◆ Problem requirements:
Copy out every line of the records below word for word, leaving out the pictures.
· · ·
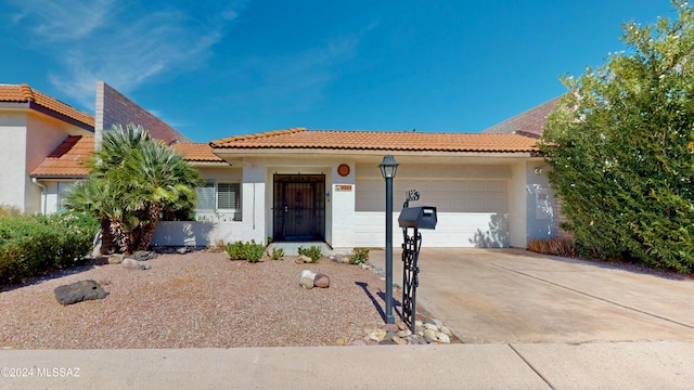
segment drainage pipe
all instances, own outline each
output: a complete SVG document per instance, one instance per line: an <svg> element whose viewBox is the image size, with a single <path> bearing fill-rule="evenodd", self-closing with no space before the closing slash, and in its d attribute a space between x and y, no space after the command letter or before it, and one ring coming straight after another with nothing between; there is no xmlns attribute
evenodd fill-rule
<svg viewBox="0 0 694 390"><path fill-rule="evenodd" d="M31 183L41 188L41 213L46 216L48 188L46 187L46 185L39 183L38 179L36 178L31 178Z"/></svg>

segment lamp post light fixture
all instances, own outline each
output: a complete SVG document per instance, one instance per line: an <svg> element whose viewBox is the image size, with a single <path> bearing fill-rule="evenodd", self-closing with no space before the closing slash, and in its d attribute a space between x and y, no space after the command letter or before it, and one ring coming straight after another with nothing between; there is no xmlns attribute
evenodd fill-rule
<svg viewBox="0 0 694 390"><path fill-rule="evenodd" d="M378 166L386 180L386 324L394 324L393 316L393 178L398 171L398 161L387 155Z"/></svg>

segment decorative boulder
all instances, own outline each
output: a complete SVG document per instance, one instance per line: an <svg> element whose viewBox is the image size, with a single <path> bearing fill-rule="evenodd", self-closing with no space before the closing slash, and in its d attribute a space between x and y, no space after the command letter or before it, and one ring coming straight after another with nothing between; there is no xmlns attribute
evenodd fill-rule
<svg viewBox="0 0 694 390"><path fill-rule="evenodd" d="M299 286L311 289L313 288L313 280L316 278L316 273L311 270L301 271L301 277L299 277Z"/></svg>
<svg viewBox="0 0 694 390"><path fill-rule="evenodd" d="M125 259L123 253L113 253L108 256L108 264L120 264Z"/></svg>
<svg viewBox="0 0 694 390"><path fill-rule="evenodd" d="M125 259L120 263L120 266L126 268L128 270L149 270L152 265L146 261L138 261L133 259Z"/></svg>
<svg viewBox="0 0 694 390"><path fill-rule="evenodd" d="M313 277L313 286L320 288L330 287L330 277L324 274L317 274L316 277Z"/></svg>
<svg viewBox="0 0 694 390"><path fill-rule="evenodd" d="M94 281L81 281L55 287L55 299L63 304L73 304L83 300L104 299L108 292Z"/></svg>
<svg viewBox="0 0 694 390"><path fill-rule="evenodd" d="M152 259L156 259L156 257L157 257L156 252L149 251L149 250L138 250L132 255L126 256L126 258L128 259L138 260L138 261L152 260Z"/></svg>

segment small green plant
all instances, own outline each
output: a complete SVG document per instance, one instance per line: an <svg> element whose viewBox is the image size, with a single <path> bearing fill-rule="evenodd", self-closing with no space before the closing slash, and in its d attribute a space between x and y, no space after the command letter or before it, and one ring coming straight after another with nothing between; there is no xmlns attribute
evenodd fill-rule
<svg viewBox="0 0 694 390"><path fill-rule="evenodd" d="M218 253L221 251L224 251L227 249L227 245L224 244L223 239L217 239L215 242L215 244L211 244L207 250L209 250L213 253Z"/></svg>
<svg viewBox="0 0 694 390"><path fill-rule="evenodd" d="M272 260L280 260L284 256L284 249L272 248Z"/></svg>
<svg viewBox="0 0 694 390"><path fill-rule="evenodd" d="M362 264L369 260L369 248L355 248L355 256L349 259L350 264Z"/></svg>
<svg viewBox="0 0 694 390"><path fill-rule="evenodd" d="M311 262L318 262L318 260L320 260L321 257L323 257L323 251L321 250L321 247L316 245L313 245L310 248L299 247L298 252L299 255L304 255L311 258Z"/></svg>
<svg viewBox="0 0 694 390"><path fill-rule="evenodd" d="M227 244L227 255L231 260L247 260L248 262L255 263L260 261L262 258L262 252L265 252L265 246L261 244L256 244L254 239L249 243L237 240L235 243Z"/></svg>

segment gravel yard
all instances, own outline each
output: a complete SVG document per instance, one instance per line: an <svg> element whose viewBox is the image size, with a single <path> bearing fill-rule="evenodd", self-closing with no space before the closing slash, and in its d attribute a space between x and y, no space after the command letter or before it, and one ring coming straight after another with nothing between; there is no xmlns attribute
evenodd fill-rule
<svg viewBox="0 0 694 390"><path fill-rule="evenodd" d="M252 264L227 253L162 255L152 269L92 265L0 292L1 349L332 346L383 324L372 299L385 283L370 270L323 258ZM301 270L330 288L299 287ZM55 276L55 274L51 275ZM62 306L55 287L94 280L105 299Z"/></svg>

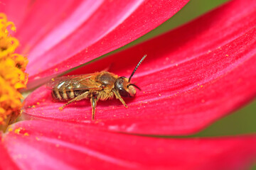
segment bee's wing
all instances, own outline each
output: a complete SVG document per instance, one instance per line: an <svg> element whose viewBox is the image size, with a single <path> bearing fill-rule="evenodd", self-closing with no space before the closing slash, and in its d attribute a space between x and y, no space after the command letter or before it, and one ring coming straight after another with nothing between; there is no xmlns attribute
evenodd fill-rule
<svg viewBox="0 0 256 170"><path fill-rule="evenodd" d="M65 76L52 79L46 84L49 89L68 89L82 90L82 89L100 89L99 84L90 78L94 74L87 74L82 75Z"/></svg>

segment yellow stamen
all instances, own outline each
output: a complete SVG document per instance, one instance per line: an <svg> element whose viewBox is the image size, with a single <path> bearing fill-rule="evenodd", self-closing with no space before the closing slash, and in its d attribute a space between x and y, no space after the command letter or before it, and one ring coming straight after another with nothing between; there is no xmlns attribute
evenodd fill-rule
· · ·
◆ Solution for this exercise:
segment drainage pipe
all instances, own outline each
output: a complete SVG document per instance, one instance per line: an <svg> element whose viewBox is the image size, with a single <path> bearing fill-rule="evenodd", self-closing with no space before the closing slash, and in its d attribute a space between x and y, no space after the command letter or before it, and one ring coming straight after another with nothing between; there is no xmlns attribute
evenodd fill-rule
<svg viewBox="0 0 694 390"><path fill-rule="evenodd" d="M31 183L41 188L41 213L46 216L48 188L46 187L46 185L39 183L38 179L36 178L31 178Z"/></svg>

segment lamp post light fixture
all instances, own outline each
output: a complete SVG document per instance, one instance per line: an <svg> element whose viewBox is the image size, with a single <path> bearing fill-rule="evenodd", self-closing with no space before the closing slash, and in its d attribute a space between x and y, no space after the command letter or before it, and one ring coming straight after another with nothing between; there is no xmlns attribute
evenodd fill-rule
<svg viewBox="0 0 694 390"><path fill-rule="evenodd" d="M378 166L386 180L386 324L394 324L393 316L393 178L398 171L398 161L387 155Z"/></svg>

segment decorative boulder
all instances, own outline each
output: a complete SVG document per instance, one instance per line: an <svg> element whose viewBox is the image size, with a single <path> bearing fill-rule="evenodd", self-closing with no space before the closing slash, and in its d attribute a space between x and y, no space after the command letter or before it, and one ring coming straight after another with nothing between; there is no xmlns attribute
evenodd fill-rule
<svg viewBox="0 0 694 390"><path fill-rule="evenodd" d="M299 286L311 289L313 288L313 280L316 278L316 273L311 270L301 271L301 277L299 277Z"/></svg>
<svg viewBox="0 0 694 390"><path fill-rule="evenodd" d="M125 259L123 253L113 253L108 256L108 264L120 264Z"/></svg>
<svg viewBox="0 0 694 390"><path fill-rule="evenodd" d="M125 259L120 263L120 266L126 268L128 270L149 270L152 265L146 261L138 261L133 259Z"/></svg>
<svg viewBox="0 0 694 390"><path fill-rule="evenodd" d="M313 277L313 286L320 288L330 287L330 277L324 274L317 274L316 277Z"/></svg>
<svg viewBox="0 0 694 390"><path fill-rule="evenodd" d="M94 281L81 281L55 287L55 299L63 304L73 304L83 300L104 299L108 292Z"/></svg>
<svg viewBox="0 0 694 390"><path fill-rule="evenodd" d="M152 259L156 259L156 257L157 257L156 252L149 251L149 250L138 250L132 255L126 256L126 258L128 259L138 260L138 261L152 260Z"/></svg>

segment small green plant
all instances, own outline each
output: a complete SVG document per instance, one instance per line: an <svg> element whose viewBox is the image size, with a single <path> bearing fill-rule="evenodd", self-closing with no space before the closing slash, and in its d attribute a space between x and y, no space after the command letter or before it, and one ring coming straight after another with nothing between; there is no xmlns attribute
evenodd fill-rule
<svg viewBox="0 0 694 390"><path fill-rule="evenodd" d="M218 253L221 251L224 251L227 249L227 245L224 244L223 239L217 239L215 242L215 244L211 244L207 250L209 250L213 253Z"/></svg>
<svg viewBox="0 0 694 390"><path fill-rule="evenodd" d="M272 260L280 260L284 256L284 249L272 248Z"/></svg>
<svg viewBox="0 0 694 390"><path fill-rule="evenodd" d="M362 264L369 260L369 248L355 248L355 256L349 259L350 264Z"/></svg>
<svg viewBox="0 0 694 390"><path fill-rule="evenodd" d="M311 262L318 262L318 260L320 260L321 257L323 257L323 251L321 250L321 247L316 245L313 245L310 248L299 247L298 252L299 255L304 255L311 258Z"/></svg>
<svg viewBox="0 0 694 390"><path fill-rule="evenodd" d="M227 244L227 255L231 260L247 260L248 262L255 263L260 261L262 258L262 252L265 252L265 246L261 244L256 244L254 239L249 243L237 240L235 243Z"/></svg>

segment gravel yard
all instances, own outline each
output: a complete SVG document per instance, one instance per line: an <svg> element whose viewBox is the image size, with a single <path> bearing fill-rule="evenodd", self-closing with no space before the closing slash, and in its d attribute a space between x and y, no space after the command letter or before it, and one ring coming straight after another with nothing between; there is no xmlns attribute
evenodd fill-rule
<svg viewBox="0 0 694 390"><path fill-rule="evenodd" d="M252 264L227 253L162 255L152 269L92 265L0 292L1 349L332 346L383 324L372 299L385 283L370 270L323 258ZM301 270L330 288L299 287ZM55 276L55 274L51 275ZM62 306L55 287L94 280L105 299Z"/></svg>

segment bee's wing
all instances, own outline each
output: a complete SVG document per instance, one instance per line: an <svg> element whose viewBox is the image size, with a single <path> bearing fill-rule="evenodd", self-closing with no space before the closing slash, and in its d attribute a space between x and y, no space after the command letter or before it, and one ring coming straight after another with nothing between; there is no xmlns attribute
evenodd fill-rule
<svg viewBox="0 0 256 170"><path fill-rule="evenodd" d="M65 76L52 79L46 84L49 89L68 89L82 90L82 89L100 89L99 84L90 78L94 74L87 74L82 75Z"/></svg>

segment yellow stamen
all instances, own outline each
output: a complete SVG document per instance, one instance per line: an <svg> element whose viewBox is the image size, with a single <path> bearing fill-rule="evenodd", self-closing with no space before the closing slash, and in its d attribute a space between x and y, no space after the command letter or before it, and one ring coming straight after another with nothing between; there is no xmlns attribute
evenodd fill-rule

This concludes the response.